(Stored data)

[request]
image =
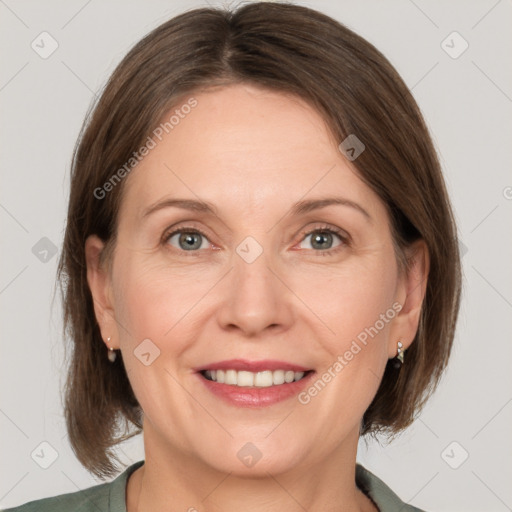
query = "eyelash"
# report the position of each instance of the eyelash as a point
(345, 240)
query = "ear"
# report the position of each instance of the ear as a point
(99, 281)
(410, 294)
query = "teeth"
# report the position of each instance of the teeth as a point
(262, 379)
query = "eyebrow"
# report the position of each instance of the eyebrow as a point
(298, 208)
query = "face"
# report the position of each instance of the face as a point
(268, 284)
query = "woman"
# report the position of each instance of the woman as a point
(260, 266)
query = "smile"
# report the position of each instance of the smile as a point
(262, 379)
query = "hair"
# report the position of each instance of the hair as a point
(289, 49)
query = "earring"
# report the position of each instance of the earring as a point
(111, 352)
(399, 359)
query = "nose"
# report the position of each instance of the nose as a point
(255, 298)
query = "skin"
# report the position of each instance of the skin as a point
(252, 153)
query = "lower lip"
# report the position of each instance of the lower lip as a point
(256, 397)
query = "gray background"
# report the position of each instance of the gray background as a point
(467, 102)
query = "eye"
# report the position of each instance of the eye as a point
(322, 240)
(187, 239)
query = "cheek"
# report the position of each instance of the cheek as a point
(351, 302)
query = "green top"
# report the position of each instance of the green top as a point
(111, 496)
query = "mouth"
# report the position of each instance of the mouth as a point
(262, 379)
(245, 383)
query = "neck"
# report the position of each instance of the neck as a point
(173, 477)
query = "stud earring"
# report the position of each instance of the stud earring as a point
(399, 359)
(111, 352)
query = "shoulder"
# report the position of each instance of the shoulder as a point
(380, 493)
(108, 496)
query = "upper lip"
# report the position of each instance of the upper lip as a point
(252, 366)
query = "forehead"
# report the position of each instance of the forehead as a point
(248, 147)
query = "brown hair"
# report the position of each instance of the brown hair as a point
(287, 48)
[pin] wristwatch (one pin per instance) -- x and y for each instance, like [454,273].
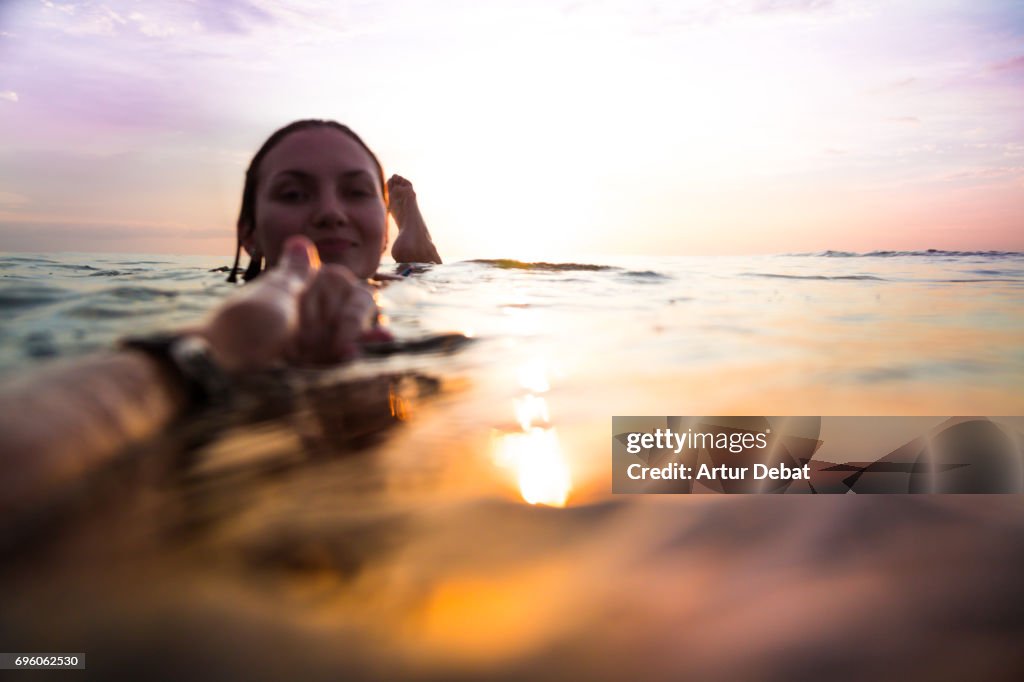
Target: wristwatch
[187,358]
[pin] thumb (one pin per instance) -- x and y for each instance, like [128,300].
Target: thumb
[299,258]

REQUIRED ACTION:
The answer must be the full set of records, repeated exactly, with no pictures.

RESULT OF THIS TASK:
[request]
image =
query = "eyelash"
# report the position of each instance of the eyelash as a point
(345, 240)
query = "ear"
# report the position of each instance of the ear as a point
(99, 281)
(410, 294)
query = "teeth"
# report the position of each instance of the teeth as a point
(262, 379)
query = "eyebrow"
# report the position of each instance of the eyebrow as a point
(298, 208)
query = "face"
# report the position of each instance of the face as a point
(268, 284)
query = "woman"
# report the position of each instance of the woman as a point
(260, 266)
query = "smile"
# report the position of each instance of the smile as a point
(262, 379)
query = "hair"
# report the position of each instance of the hair as a point
(289, 49)
query = "earring"
# report the position of each instance of the earring as a point
(111, 352)
(399, 359)
query = "nose"
# report the position of each instance of the nose as a point
(255, 298)
query = "skin"
# report the position of each instance of the skin as a point
(252, 153)
query = "lower lip"
# report the position of each instance of the lower lip as a point
(256, 397)
query = "gray background"
# report the position of each instance of the gray background as a point
(467, 102)
query = "eye"
# report the position of each instance of the eye as a point
(322, 240)
(187, 239)
query = "cheek"
# report the position of each instance of the cheek as a point
(351, 302)
query = "green top"
# report the position of each instance of the green top as a point
(111, 496)
query = "mouth"
# report the position of each instance of the mouth as a point
(262, 379)
(245, 383)
query = "neck"
# report the position of each instance of the neck as a point
(173, 477)
query = "stud earring"
# report the position of each instance of the stud earring as a point
(399, 359)
(111, 352)
query = "shoulder"
# report the position of each instance of the shoulder as a point
(380, 493)
(108, 496)
query = "upper lip"
# report the position of each instance of the upper lip as a point
(252, 366)
query = "forehead"
# report the position of each instance of the forehead as a point
(248, 147)
query = "brown hair"
# report the position of each instance of the brown hair as a point
(287, 48)
[pin] wristwatch (one pin per instance) -- x and y for each instance, like [454,273].
Target: wristwatch
[187,358]
[pin] thumb (one pin per instance) -- x and y for each instance, like [128,300].
Target: thumb
[299,258]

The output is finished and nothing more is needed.